ITEM 2 Management's Discussion and Analysis of Financial Condition and Results
of Operations (continued)
Purchased services and materials decreased by $779,000 (6%) in the first
quarter of fiscal year 2010 compared to the first quarter of fiscal year 2009.
The decrease is attributable to the reduced chemical laboratory testing work and
lower than anticipated protective suit sales during the first quarter of fiscal
year 2010 in the Company's National Security business segment as mentioned
above.
Direct costs of services and overhead include the cost to Versar of direct
and overhead staff, including recoverable and unallowable costs that are
directly attributable to contracts. Direct costs of services and overhead
increased by $1,320,000 (16%) in the first quarter of fiscal year 2010 compared
to that reported in the first quarter of fiscal year 2009. Approximately 40% of
the increase is due to the business growth in the Professional Services business
segment. The balance of the increase is due to additional costs required to
support the U.S. based construction work and business growth initiatives in the
telecommunications and green energy markets in the Program Management business
segment.

*Task 1*.
According to the passage on Versar's first-quarter costs, roughly what share of the increase in direct costs of services and overhead came from business growth in the Professional Services segment?
*Task 2*.
Pick up the passage on Versar's first-quarter costs after its final sentence and keep writing it.
The records that come after this are not needed for anything here.

*Data provided*.
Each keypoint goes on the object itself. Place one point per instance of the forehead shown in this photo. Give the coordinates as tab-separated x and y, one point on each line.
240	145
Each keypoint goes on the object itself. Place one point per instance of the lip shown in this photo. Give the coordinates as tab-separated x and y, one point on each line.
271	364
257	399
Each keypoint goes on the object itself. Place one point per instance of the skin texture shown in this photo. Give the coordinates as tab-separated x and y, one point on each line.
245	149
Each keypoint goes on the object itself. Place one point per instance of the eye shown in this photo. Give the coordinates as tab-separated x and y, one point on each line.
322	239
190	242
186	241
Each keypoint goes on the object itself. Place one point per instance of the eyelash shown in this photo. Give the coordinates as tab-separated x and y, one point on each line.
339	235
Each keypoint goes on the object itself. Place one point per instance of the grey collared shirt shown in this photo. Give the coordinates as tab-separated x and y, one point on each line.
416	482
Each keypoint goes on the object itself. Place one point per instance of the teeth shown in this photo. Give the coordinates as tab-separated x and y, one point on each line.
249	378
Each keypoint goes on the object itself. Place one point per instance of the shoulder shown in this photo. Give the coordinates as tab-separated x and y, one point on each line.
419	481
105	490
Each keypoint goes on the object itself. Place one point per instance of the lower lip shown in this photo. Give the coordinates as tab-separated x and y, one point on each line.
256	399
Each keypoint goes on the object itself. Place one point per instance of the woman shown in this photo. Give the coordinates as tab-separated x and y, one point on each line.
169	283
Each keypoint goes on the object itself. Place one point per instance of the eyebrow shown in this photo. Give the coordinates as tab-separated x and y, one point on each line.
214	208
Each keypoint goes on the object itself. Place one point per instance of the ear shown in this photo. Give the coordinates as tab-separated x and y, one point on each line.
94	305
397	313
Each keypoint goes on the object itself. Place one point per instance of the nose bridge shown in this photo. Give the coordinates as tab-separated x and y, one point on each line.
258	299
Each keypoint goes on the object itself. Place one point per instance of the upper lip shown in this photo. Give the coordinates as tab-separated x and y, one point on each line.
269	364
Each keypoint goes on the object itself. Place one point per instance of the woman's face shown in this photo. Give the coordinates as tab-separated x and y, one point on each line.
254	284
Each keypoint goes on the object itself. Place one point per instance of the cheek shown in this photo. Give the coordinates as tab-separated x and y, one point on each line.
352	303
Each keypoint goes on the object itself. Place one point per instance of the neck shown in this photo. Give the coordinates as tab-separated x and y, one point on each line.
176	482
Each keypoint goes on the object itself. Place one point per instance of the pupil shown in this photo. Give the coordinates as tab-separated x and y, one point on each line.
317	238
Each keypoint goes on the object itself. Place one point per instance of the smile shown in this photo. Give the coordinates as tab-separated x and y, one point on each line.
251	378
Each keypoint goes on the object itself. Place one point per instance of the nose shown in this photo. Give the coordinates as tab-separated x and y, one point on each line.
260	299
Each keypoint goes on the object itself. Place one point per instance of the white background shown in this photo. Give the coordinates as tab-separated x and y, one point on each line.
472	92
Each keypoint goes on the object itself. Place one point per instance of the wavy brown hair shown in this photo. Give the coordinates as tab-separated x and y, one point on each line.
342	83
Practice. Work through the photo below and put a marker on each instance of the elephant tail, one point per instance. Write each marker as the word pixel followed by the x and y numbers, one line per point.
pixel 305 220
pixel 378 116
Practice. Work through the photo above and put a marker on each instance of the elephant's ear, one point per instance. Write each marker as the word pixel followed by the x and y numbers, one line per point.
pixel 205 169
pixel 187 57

*Expected answer 1*.
Approximately 40%.

*Expected answer 2*.
Gross profit for the first quarter of fiscal year 2010 was $2,353,000, a
decrease of $825,000 (26%) compared to that reported in the first quarter of
fiscal year 2009. The decrease is primarily due to the increased direct costs of
services and overhead in the Program Management business segment along with the
continued poor operating performance in the Compliance and Environmental
business segment in the first quarter of fiscal year 2010.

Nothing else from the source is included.